Segment Start: Data to process

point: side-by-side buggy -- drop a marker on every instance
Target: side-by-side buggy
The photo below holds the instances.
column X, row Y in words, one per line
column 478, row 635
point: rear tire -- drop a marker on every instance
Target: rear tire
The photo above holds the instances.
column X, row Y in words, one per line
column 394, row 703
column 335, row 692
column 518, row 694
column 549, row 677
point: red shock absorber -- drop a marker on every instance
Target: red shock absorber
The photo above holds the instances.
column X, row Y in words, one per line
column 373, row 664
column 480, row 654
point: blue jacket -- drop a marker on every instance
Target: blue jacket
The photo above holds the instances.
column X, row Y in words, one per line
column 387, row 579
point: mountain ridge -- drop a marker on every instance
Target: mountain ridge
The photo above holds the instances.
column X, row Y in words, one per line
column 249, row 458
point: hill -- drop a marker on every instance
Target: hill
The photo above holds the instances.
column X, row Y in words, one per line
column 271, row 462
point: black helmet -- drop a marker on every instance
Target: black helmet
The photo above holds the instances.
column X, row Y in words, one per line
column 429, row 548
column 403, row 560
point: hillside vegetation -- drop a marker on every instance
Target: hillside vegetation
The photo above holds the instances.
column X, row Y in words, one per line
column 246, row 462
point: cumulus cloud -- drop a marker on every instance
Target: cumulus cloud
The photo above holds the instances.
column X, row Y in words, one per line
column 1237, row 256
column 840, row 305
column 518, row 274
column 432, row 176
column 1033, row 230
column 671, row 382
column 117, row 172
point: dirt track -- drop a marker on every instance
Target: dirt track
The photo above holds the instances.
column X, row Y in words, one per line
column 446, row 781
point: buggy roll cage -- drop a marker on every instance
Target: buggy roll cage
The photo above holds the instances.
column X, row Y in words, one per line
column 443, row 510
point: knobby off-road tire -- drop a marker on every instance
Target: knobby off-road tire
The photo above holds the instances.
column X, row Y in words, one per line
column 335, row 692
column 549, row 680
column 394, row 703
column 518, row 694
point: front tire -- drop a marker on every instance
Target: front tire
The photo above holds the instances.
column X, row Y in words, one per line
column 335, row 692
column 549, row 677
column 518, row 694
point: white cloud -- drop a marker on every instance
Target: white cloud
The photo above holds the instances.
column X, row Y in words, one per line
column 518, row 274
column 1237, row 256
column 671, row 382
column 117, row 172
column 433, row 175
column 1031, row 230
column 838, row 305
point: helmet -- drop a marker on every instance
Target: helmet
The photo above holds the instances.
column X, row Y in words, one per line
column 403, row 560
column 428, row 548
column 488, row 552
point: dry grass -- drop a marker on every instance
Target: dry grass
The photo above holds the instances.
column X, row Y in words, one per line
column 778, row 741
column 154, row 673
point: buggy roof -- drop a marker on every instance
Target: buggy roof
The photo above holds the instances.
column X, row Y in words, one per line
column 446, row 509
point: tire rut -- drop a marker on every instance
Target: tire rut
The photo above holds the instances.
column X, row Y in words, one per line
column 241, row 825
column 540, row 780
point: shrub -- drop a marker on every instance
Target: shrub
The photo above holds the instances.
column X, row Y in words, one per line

Segment End: Data to process

_Exercise goal:_
Each line above that has the word "front" must be copied.

_Expected answer:_
point: front tire -- drop a marker on every instance
Target: front tire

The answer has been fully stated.